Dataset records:
=== Begin Enclosure ===
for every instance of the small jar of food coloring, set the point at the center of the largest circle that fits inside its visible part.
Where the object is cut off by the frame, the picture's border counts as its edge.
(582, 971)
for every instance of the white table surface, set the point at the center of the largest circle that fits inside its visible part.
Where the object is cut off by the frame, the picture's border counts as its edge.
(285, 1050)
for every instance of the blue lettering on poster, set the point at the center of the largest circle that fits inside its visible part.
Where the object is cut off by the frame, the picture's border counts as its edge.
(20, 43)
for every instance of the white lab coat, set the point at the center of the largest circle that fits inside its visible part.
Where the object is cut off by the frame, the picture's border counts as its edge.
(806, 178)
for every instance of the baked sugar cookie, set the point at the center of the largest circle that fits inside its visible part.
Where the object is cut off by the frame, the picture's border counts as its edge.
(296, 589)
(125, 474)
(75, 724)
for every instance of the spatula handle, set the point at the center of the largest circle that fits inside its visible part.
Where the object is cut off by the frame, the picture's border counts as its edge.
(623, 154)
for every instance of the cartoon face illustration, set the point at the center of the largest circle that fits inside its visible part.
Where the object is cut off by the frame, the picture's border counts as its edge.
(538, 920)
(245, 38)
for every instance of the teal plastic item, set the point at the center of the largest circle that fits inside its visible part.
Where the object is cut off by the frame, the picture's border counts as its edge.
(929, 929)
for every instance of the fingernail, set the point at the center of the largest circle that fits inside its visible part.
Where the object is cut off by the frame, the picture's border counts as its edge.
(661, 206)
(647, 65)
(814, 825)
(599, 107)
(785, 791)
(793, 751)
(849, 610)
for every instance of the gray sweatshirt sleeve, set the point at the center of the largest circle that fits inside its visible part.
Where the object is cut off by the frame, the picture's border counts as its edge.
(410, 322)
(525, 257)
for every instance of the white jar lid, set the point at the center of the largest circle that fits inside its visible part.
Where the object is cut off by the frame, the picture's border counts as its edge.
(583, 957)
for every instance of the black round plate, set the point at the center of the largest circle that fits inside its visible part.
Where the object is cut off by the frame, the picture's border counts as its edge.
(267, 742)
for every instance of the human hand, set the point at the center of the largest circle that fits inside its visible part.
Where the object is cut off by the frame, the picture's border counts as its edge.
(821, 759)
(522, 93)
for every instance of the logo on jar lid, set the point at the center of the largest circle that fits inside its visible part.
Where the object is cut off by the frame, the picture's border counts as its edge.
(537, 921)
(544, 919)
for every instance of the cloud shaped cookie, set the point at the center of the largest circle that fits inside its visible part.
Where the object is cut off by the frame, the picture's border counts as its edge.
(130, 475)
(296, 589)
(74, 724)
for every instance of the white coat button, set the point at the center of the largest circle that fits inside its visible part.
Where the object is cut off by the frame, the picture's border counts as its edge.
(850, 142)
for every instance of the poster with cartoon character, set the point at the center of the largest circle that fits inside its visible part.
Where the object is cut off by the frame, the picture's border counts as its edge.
=== End Enclosure ===
For this exercise, please copy exactly the lines from the one holding "for every instance of the white coat" through the end of the records, the first and last included.

**OUTPUT OF THE TASK:**
for every instance of the white coat button, set the point at the center of the largest circle that fits inside its visible part.
Where the object is cut off by the frame, the picture's border counts as its edge.
(850, 142)
for every instance of the poster with cartoon character, set the point at the center of the largest circle that fits inside its visible part.
Where the object is cut off by the frame, the picture's border counts as its edge.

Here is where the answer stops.